═════ Document excerpt ═════

It performs all DNS resolution itself via iterative (non-recursive) queries, tracing from root nameservers to authoritative servers directly—never relying on upstream recursive resolvers.
State is persisted to a local JSON file so that monitoring survives restarts without requiring an external database.
Features
DNS Domain Monitoring (Apex Domains)
- Accepts a list of DNS domain names (apex domains, identified via the Public Suffix List).
- Every 1 hour, performs a full iterative trace from root servers to discover all authoritative nameservers (NS records) for each domain.
- Queries every discovered authoritative nameserver independently.
- Stores the NS record set as observed by the delegation chain.
- Any change triggers a notification:
- NS added to or removed from the delegation.
- NS IP address changed (glue record change).
DNS Hostname Monitoring (Subdomains)
- Accepts a list of DNS hostnames (subdomains, distinguished from apex domains via the Public Suffix List).
- Every 1 hour, performs a full iterative trace to discover the authoritative nameservers for the hostname's parent domain.
- Queries each authoritative nameserver independently for all record types: A, AAAA, CNAME, MX, TXT, SRV, CAA, NS.

═════ Listed records ═════

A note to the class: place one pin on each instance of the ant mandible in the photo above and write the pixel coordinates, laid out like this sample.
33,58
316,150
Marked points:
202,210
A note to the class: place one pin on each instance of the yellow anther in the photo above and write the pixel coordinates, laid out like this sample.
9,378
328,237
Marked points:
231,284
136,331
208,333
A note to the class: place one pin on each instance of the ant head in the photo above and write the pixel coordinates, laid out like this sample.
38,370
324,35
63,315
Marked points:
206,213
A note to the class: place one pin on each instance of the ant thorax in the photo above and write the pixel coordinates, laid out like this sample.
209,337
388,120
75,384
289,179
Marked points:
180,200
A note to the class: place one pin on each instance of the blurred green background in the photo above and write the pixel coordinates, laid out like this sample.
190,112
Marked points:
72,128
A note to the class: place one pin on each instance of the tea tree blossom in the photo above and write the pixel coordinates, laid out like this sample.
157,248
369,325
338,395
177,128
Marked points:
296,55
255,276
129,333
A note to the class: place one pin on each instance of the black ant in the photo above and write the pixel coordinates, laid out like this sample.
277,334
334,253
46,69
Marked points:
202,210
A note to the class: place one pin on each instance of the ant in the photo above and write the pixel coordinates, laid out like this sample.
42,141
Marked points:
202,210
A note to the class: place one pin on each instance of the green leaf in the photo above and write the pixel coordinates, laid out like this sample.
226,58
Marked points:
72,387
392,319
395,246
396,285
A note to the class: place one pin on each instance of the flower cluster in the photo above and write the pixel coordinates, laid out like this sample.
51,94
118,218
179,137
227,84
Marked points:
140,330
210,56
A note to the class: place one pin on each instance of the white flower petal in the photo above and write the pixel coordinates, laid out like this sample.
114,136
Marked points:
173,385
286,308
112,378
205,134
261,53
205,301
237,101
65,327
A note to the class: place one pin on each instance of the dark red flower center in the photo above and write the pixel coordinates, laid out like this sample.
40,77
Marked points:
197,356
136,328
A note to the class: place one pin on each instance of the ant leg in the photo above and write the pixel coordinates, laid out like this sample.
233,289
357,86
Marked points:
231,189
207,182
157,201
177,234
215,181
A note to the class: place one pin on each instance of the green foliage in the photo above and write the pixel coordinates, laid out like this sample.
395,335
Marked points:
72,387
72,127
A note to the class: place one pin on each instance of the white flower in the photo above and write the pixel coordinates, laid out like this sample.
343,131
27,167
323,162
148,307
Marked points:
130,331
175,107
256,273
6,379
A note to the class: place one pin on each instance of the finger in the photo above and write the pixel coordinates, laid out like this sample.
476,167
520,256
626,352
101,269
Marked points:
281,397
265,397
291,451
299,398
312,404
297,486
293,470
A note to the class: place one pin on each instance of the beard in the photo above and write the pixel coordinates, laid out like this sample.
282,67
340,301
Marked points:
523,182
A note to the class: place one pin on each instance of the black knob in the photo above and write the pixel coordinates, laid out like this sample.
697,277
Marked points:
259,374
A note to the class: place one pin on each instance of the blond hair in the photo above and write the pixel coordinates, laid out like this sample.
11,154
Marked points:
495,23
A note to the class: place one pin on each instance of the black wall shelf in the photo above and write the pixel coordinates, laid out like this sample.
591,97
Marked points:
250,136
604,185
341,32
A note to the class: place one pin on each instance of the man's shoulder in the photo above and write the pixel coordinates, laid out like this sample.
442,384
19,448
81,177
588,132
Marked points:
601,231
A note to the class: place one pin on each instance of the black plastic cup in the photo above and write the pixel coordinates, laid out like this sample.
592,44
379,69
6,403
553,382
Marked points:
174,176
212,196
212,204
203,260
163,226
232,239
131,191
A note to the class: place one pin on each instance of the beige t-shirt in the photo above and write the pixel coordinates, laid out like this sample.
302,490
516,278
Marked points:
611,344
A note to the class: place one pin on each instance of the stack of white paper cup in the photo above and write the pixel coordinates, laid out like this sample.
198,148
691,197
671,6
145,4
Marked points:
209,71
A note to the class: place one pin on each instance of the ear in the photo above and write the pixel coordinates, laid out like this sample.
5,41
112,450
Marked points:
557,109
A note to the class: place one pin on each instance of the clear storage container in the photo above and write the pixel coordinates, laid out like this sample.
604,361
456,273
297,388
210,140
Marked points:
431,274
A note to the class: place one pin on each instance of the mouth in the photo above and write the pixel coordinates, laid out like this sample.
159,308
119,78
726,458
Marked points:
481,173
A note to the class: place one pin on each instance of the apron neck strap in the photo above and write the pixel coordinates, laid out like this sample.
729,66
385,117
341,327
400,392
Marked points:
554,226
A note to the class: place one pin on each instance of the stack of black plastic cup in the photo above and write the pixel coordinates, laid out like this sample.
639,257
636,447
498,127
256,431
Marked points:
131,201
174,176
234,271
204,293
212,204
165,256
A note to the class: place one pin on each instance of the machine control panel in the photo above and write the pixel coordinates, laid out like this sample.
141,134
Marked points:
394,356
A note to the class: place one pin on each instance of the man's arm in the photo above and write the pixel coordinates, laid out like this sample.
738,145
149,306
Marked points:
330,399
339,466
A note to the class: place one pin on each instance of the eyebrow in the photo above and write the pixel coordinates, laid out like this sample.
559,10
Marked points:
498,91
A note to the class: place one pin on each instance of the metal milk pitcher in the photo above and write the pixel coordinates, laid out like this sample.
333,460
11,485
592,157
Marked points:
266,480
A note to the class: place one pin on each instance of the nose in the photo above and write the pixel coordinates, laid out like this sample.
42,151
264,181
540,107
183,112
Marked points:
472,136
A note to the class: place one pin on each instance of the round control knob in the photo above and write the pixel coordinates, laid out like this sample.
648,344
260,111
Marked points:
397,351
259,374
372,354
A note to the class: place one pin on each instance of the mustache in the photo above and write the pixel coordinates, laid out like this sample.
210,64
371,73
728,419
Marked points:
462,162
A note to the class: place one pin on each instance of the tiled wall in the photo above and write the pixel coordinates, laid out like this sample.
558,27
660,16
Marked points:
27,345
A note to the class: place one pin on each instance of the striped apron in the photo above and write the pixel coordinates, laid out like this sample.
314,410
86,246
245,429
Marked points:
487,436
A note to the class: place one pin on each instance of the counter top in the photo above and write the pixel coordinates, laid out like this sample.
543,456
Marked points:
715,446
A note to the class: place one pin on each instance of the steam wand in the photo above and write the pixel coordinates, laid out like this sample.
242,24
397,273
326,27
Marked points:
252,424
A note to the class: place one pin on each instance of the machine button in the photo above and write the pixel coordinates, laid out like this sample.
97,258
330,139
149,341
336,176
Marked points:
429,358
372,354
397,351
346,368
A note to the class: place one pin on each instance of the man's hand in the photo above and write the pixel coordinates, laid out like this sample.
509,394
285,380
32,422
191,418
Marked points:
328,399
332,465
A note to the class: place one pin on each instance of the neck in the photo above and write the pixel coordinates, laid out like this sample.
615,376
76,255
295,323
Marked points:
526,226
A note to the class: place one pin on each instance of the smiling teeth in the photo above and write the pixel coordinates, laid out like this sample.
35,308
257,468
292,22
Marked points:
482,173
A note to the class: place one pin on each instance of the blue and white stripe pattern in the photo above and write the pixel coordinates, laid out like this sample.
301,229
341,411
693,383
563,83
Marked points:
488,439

═════

Tasks to carry out:
• A. According to the DNS monitoring text, why is state saved to a local JSON file?
• B. Carry on the DNS monitoring text from the point where it stops.

Exercise answers:
• A. State is saved to a local JSON file so that monitoring survives restarts. This also avoids the need for an external database.

• B.
- Stores results per nameserver. The state for a hostname is not a merged view — it is a map from nameserver to record set.
- Any observable change in any nameserver's response triggers a
notification. This includes:
- Record change: A nameserver returns different records than it did on the previous check (additions, removals, value changes).
- NS query failure: A nameserver that previously responded becomes unreachable (timeout, SERVFAIL, REFUSED, network error). This is distinct from "responded with no records."
- NS recovery: A previously-unreachable nameserver starts responding again.
- Inconsistency detected: Two nameservers that previously agreed now return different record sets for the same hostname.
- Inconsistency resolved: Nameservers that previously disagreed are now back in agreement.
- Empty response: A nameserver that previously returned records now returns an authoritative empty response (NODATA/NXDOMAIN).
TCP Port Monitoring
- For every configured domain and hostname, constructs a deduplicated list of all IPv4 and IPv6 addresses resolved via A, AAAA, and CNAME chain resolution across all authoritative nameservers.
- Checks TCP connectivity on ports 80 and 443 for each IP address.
- Every 1 hour, re-checks all ports.
- Any change in port availability triggers a notification:
- Port transitioned from open to closed (or vice versa).
- New IP appeared (from DNS change) and its port state was recorded.
- IP disappeared (from DNS change) — noted in the DNS change notification; port state for that IP is removed.
TLS Certificate Monitoring
- Every 12 hours, for each IP address listening on port 443, connects via TLS using the correct SNI hostname.
- Records the certificate's Subject CN, SANs, issuer, and expiry date.
- Any change triggers a notification:
- Certificate is expiring within 7 days (warning, repeated each check until renewed or expired).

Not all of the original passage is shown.